• _Supplied material_
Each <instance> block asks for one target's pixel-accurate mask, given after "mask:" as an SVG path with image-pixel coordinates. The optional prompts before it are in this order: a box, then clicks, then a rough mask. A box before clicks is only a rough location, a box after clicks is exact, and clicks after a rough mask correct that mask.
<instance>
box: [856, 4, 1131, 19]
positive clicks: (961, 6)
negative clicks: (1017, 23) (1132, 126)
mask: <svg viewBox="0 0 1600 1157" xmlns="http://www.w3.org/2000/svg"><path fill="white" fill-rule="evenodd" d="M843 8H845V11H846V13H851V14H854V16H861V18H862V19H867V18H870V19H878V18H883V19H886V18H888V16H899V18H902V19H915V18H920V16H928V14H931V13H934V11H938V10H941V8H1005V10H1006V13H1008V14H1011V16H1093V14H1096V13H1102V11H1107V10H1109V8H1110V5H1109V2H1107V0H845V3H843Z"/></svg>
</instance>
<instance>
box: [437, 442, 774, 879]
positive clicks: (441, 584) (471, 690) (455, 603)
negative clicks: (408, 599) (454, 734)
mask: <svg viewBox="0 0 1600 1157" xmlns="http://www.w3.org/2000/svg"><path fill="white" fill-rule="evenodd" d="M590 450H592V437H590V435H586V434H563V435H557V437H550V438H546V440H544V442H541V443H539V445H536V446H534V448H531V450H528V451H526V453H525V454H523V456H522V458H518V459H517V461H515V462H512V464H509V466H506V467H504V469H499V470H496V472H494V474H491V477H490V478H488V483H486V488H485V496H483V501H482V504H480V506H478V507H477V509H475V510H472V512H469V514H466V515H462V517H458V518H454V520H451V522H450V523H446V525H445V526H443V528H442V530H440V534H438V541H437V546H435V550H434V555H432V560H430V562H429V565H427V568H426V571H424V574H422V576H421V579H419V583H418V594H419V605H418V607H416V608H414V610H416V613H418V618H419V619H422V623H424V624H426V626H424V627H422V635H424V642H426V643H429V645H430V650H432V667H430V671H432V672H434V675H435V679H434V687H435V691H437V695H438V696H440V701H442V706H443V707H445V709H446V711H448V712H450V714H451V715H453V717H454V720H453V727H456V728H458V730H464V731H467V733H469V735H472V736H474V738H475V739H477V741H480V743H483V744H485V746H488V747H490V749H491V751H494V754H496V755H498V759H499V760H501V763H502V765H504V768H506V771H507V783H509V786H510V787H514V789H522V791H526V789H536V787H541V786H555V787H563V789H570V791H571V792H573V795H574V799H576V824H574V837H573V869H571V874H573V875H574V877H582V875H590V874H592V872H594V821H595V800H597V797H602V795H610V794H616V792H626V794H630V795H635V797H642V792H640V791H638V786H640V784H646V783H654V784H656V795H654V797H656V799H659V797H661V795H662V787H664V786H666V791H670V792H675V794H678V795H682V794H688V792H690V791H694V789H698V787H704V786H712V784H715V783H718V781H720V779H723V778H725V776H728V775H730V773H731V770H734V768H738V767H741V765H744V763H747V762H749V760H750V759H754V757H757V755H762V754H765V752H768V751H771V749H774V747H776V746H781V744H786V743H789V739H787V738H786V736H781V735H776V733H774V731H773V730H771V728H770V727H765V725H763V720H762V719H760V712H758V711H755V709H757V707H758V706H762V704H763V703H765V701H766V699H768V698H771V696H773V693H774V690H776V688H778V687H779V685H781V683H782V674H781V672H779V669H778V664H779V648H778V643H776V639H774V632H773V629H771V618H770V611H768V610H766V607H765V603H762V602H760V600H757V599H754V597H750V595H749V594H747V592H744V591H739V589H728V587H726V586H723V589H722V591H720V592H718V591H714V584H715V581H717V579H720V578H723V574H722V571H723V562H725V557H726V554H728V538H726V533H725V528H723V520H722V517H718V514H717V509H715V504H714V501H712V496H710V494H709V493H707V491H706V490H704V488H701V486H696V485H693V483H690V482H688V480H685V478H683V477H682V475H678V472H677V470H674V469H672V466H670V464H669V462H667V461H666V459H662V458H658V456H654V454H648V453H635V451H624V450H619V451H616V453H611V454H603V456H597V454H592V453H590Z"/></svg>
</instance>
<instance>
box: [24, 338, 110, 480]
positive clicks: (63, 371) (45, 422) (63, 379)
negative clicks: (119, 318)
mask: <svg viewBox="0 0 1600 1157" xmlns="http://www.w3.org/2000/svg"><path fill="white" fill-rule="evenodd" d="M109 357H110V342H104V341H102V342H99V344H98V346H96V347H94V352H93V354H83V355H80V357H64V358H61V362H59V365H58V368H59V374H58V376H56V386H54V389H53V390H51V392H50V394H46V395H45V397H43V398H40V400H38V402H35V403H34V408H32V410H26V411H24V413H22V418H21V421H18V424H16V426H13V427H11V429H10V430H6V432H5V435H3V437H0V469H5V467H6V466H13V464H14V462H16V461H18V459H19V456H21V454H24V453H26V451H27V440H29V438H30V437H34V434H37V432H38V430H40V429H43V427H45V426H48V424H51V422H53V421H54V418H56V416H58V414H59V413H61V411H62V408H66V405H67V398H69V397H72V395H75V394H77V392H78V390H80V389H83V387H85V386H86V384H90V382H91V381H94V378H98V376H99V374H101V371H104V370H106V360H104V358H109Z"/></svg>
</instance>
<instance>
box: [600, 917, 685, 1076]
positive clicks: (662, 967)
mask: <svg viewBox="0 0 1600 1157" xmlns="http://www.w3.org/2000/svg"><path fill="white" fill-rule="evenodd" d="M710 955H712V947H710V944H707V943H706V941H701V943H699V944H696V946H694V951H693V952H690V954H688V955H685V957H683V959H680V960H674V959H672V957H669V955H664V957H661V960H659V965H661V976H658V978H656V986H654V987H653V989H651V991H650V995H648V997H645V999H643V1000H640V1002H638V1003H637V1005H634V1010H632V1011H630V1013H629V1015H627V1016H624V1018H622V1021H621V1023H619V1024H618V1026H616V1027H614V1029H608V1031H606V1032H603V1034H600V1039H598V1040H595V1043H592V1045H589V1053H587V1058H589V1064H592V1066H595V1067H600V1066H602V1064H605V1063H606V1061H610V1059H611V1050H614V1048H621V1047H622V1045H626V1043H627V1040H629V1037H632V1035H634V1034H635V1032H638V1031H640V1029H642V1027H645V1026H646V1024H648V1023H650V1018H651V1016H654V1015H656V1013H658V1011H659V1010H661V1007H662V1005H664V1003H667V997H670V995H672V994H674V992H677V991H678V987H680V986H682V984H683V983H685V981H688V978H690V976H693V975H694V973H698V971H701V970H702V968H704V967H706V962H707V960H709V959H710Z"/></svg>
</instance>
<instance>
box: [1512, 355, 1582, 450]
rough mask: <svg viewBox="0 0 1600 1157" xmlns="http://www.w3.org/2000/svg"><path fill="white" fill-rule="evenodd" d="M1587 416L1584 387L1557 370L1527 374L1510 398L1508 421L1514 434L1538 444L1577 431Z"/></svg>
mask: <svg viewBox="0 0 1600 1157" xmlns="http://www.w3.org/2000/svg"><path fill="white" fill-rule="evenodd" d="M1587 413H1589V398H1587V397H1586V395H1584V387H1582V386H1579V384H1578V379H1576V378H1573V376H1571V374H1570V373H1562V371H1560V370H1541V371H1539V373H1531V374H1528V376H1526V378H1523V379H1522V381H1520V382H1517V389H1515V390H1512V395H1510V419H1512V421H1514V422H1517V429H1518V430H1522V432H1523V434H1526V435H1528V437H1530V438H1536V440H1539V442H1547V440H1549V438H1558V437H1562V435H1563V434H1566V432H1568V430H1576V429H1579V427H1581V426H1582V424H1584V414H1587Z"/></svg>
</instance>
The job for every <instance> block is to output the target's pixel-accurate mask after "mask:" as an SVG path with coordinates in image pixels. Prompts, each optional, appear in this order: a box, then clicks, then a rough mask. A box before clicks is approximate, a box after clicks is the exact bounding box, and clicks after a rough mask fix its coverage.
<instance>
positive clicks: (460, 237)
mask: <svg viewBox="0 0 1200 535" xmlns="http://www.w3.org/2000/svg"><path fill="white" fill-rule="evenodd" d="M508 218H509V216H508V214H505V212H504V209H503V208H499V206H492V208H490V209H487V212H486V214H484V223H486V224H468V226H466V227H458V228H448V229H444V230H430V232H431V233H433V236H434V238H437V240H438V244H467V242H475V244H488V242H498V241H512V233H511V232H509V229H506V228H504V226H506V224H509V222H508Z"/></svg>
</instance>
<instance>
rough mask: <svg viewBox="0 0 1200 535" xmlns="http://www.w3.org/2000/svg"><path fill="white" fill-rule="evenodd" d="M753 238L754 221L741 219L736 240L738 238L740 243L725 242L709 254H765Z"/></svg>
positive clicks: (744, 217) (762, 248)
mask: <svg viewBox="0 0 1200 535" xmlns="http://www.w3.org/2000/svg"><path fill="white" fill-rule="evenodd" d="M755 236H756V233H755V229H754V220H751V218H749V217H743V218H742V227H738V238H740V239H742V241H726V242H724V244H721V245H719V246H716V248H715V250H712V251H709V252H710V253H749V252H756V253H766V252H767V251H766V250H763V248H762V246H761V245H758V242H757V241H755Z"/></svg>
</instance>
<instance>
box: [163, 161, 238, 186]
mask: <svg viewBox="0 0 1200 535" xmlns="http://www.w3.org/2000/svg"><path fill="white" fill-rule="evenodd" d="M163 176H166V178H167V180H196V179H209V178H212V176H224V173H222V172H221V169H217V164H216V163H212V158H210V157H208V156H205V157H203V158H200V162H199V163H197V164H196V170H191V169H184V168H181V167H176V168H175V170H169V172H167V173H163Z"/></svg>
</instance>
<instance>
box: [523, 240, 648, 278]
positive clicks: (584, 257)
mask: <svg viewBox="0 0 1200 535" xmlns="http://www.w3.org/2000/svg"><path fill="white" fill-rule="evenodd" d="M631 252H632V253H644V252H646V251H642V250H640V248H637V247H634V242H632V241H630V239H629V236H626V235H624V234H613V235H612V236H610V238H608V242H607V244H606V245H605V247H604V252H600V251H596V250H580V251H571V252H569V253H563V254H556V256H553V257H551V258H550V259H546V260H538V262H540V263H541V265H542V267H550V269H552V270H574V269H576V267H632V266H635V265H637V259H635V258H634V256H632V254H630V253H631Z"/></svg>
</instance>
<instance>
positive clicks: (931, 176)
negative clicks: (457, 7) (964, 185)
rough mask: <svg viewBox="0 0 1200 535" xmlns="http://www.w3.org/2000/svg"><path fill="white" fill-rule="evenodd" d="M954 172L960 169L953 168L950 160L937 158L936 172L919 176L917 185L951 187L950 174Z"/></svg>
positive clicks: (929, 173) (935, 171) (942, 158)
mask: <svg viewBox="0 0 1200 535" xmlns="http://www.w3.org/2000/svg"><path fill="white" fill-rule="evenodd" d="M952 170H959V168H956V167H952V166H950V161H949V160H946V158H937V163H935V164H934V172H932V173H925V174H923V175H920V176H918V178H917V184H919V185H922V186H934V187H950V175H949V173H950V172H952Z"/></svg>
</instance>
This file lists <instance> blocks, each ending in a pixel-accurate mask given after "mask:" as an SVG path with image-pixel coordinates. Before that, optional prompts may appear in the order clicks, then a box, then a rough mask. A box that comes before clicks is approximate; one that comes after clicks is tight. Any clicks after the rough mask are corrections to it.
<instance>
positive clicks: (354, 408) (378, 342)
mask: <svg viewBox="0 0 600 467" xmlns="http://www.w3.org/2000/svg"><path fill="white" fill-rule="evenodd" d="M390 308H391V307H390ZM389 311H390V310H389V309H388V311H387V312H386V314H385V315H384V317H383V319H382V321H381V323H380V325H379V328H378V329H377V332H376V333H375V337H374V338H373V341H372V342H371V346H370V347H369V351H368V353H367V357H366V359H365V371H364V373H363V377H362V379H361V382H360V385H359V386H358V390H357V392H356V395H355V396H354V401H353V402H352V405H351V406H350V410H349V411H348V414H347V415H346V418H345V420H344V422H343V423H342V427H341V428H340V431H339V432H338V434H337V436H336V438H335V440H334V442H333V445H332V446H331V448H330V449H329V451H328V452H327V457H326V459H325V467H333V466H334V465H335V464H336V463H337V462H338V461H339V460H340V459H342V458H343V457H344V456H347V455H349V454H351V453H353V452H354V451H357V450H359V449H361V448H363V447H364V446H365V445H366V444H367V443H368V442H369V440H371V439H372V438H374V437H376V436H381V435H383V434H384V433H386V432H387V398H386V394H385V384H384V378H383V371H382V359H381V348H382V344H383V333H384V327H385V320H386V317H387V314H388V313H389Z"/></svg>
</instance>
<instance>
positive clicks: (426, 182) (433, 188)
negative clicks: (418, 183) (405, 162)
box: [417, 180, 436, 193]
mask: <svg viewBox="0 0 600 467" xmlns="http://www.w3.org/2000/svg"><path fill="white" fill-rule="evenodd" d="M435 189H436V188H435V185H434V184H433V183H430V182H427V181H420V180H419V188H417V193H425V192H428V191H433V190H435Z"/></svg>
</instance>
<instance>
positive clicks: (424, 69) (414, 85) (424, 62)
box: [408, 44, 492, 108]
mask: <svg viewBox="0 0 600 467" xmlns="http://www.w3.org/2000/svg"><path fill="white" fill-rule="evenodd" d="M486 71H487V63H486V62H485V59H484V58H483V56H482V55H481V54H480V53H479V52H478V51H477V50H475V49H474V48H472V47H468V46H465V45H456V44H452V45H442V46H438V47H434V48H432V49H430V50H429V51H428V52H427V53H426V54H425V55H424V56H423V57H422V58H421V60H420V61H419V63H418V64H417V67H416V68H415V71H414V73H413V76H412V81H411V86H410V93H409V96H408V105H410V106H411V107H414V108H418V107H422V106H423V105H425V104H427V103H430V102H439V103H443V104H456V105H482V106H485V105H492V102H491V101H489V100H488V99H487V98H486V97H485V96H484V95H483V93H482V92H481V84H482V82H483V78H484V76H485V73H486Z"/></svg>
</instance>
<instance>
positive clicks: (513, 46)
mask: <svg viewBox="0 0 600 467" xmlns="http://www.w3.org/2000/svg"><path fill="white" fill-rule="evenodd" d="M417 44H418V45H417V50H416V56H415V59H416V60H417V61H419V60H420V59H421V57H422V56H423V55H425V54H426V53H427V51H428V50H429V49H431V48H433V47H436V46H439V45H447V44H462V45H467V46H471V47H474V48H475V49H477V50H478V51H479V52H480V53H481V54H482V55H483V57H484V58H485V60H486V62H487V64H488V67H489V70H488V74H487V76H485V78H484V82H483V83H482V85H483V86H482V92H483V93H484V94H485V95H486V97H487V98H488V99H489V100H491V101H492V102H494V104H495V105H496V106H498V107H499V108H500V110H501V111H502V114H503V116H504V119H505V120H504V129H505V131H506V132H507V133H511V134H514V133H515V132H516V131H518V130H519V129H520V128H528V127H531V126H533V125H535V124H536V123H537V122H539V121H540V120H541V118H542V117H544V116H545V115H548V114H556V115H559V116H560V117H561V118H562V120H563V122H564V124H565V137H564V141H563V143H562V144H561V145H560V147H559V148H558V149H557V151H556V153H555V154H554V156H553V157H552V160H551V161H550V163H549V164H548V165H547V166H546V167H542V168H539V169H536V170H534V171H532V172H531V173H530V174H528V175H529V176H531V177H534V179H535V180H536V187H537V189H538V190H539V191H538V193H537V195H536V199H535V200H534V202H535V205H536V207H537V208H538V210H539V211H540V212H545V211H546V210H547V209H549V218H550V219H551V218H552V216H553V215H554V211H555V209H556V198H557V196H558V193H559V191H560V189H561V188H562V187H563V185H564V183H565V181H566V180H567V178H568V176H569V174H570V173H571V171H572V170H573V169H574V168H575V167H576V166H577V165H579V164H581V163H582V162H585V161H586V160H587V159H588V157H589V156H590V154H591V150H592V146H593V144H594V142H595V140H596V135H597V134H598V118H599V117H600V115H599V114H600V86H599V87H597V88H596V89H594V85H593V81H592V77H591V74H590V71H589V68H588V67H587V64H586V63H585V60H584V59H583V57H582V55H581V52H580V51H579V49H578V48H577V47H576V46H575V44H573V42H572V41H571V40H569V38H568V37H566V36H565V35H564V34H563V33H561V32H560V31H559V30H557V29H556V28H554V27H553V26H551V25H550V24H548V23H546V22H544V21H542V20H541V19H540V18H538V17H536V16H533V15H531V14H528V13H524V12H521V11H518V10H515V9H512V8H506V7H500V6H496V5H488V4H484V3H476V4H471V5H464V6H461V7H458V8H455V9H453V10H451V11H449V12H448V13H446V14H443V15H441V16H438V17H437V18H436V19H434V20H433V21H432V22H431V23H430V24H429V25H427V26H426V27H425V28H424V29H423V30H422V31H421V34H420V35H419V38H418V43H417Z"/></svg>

• _Aim of the exercise_
How many lines in the listing above contain the word "negative"? Reply with the number alone.

• _Task result_
5